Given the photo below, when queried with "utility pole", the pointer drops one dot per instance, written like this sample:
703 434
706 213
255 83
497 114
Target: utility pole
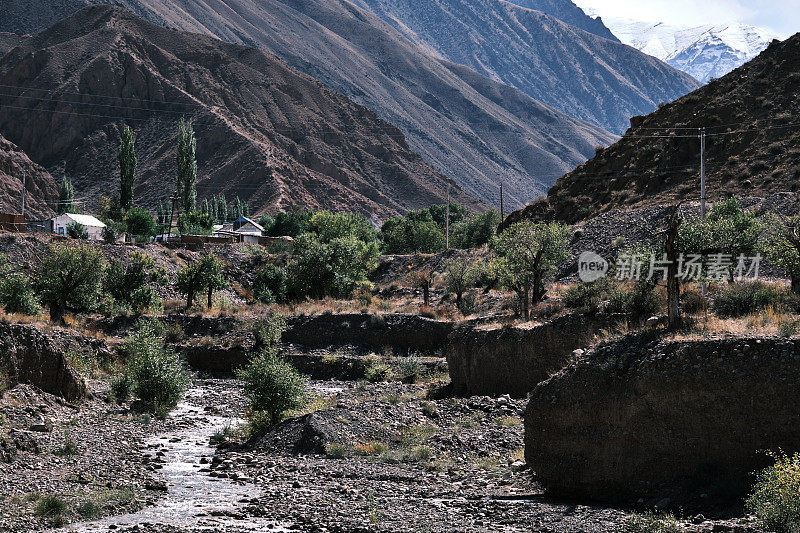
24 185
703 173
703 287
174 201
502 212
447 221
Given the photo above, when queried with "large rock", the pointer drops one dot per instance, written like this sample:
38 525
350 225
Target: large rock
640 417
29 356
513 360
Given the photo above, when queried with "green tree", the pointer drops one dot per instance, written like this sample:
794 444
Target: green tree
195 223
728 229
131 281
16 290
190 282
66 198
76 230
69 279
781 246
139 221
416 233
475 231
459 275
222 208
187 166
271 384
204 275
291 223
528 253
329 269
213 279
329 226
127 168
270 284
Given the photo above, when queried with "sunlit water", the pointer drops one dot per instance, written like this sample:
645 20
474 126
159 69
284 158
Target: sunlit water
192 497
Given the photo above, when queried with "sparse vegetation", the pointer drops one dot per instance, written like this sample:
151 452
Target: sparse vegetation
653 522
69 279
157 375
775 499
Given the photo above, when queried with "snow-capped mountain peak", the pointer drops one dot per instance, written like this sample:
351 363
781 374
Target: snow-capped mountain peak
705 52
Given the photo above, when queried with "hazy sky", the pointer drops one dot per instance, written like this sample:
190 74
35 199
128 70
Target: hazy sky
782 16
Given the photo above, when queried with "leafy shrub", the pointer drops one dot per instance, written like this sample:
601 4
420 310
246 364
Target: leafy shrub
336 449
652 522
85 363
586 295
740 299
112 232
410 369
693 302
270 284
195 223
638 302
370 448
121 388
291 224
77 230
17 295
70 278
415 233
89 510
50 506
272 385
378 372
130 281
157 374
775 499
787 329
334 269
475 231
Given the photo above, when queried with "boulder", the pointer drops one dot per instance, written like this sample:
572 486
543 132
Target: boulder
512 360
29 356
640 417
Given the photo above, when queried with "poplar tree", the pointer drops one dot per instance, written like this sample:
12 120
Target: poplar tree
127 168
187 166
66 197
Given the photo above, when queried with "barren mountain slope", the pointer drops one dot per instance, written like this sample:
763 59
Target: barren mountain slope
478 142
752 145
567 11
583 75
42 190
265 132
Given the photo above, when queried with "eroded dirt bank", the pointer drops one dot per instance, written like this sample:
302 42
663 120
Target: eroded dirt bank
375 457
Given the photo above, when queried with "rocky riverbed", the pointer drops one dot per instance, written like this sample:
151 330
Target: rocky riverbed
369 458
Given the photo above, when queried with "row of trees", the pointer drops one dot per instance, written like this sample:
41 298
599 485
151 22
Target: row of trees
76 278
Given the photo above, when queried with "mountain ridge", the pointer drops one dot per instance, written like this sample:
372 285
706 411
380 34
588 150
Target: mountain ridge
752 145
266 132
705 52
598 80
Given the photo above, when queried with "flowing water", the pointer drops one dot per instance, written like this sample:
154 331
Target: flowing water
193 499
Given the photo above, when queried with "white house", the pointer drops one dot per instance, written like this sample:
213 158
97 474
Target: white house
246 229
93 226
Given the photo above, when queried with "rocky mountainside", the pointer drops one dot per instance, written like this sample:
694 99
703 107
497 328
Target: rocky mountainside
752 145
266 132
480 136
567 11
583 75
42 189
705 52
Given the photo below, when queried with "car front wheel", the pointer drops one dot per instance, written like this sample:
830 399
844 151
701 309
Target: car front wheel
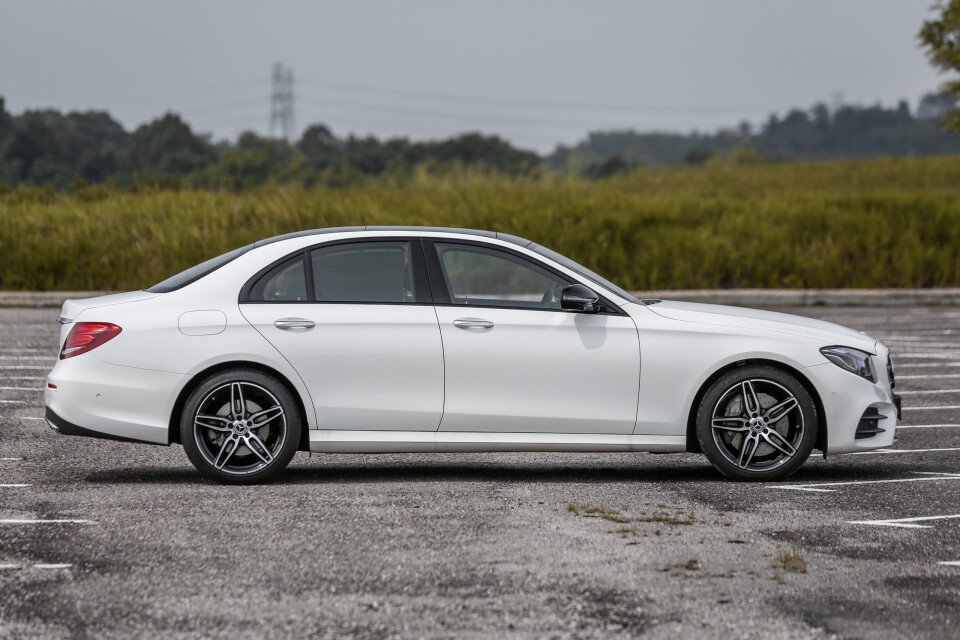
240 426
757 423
::::::::
» Task goal
Restate the data above word for word. Skip every picture.

» Task solution
Given the photo below, when queried with "utility pole", the pointer drops one dot per instance, written like this sample:
703 434
706 213
255 83
497 114
Target: utility pole
24 185
703 173
703 287
174 201
502 212
447 221
Given the photo above, when queried with "large rock", the pointer drops one dot per instance, written like this sample:
38 525
350 225
Target: large rock
640 417
29 356
513 360
Given the photo above, when queried with "green tree", the pointer drops one dot per instance, written like this sample:
794 444
Target: green tree
195 223
728 229
131 281
16 290
190 282
66 198
76 230
69 279
781 246
139 221
416 233
475 231
459 275
222 208
187 166
271 384
204 275
291 223
528 253
329 269
213 279
329 226
127 168
270 284
Given the photo above, when queried with "sunlit water", the pointer drops one dot per instance, written like this sample:
645 20
474 126
159 69
284 158
Target: sunlit water
192 497
Given the photo above, when queried with "sparse vegetation", the pointer drops one dot per instance, written like this sample:
151 452
Target: sparse vegetation
653 522
69 279
157 375
775 499
Given the photo above, when queried with "snow-capped mountain peak", the pointer drops one dot per instance, written like this sample:
351 363
781 374
Target: snow-capped mountain peak
705 52
Given the photo above, when queried with "hazy sky", the pointer drops one dot per instance, written like this sample:
190 74
35 199
128 70
Target: hazy sky
782 16
Given the photo above, when queried with "leafy shrub", the pointer drops one dot per instance, written like this sample:
601 4
420 310
246 364
Target: leafy shrub
336 449
652 522
85 363
586 295
740 299
112 232
410 369
693 302
270 284
195 223
638 302
370 448
121 388
291 224
77 230
17 295
70 278
415 233
89 510
50 506
272 385
378 372
130 281
157 374
775 499
787 329
334 269
475 231
Given the photo above, when queried with "boulder", the pointer drops one dot per instance, written like this sample:
572 486
543 132
Target: boulder
512 360
29 356
640 417
Given the photo above, when queried with "poplar tree", the pointer drops one dot per instance, written like this sample:
12 120
Target: poplar tree
127 168
187 166
66 197
Given the photo above, when queried with "barren mountain slope", the pointer drops one dot per instance, written like this sample:
763 59
Target: barren mountain slope
478 142
752 145
567 11
583 75
42 190
265 132
Given the photo above, when queried with "eroded dirt bank", the pointer drops one dot per instance, written like this sample:
302 42
663 120
Target: eroded dirt bank
375 457
Given the photo above, when queried with "rocky riverbed", the pointer drops one dot per instance, written like this sample:
151 330
Target: rocky riverbed
369 458
Given the photo above, when queried with "row of trees", the pointer drops one dot per instance, written like this sample:
41 298
599 485
151 22
Target: row of trees
76 278
Given the photo above, when queried with "mountain ridge", the pointer drops one dot per instance, written like this sample:
372 285
706 411
380 34
588 150
Target: mountain ridge
752 145
266 132
705 52
598 80
Given the photo above, when queried with "flowing water", the pointer drops one dot per instance, written like this sample:
154 331
Target: flowing water
193 499
Given the photo above, when queried with "white house", the pointer drops one dot per instance, written like this sample:
213 158
97 474
Target: white house
246 229
93 226
Given the photo above, when queried with "rocky mountainside", the pointer drops one dot per instance, written like this sample:
694 99
703 107
497 328
Target: rocky mountainside
752 145
266 132
480 136
567 11
583 75
42 189
705 52
Given the photo below, when queried with "car front wheel", the pointer drops one dot per instance, written like this sample:
830 399
844 151
701 309
Target: car front wheel
240 426
757 423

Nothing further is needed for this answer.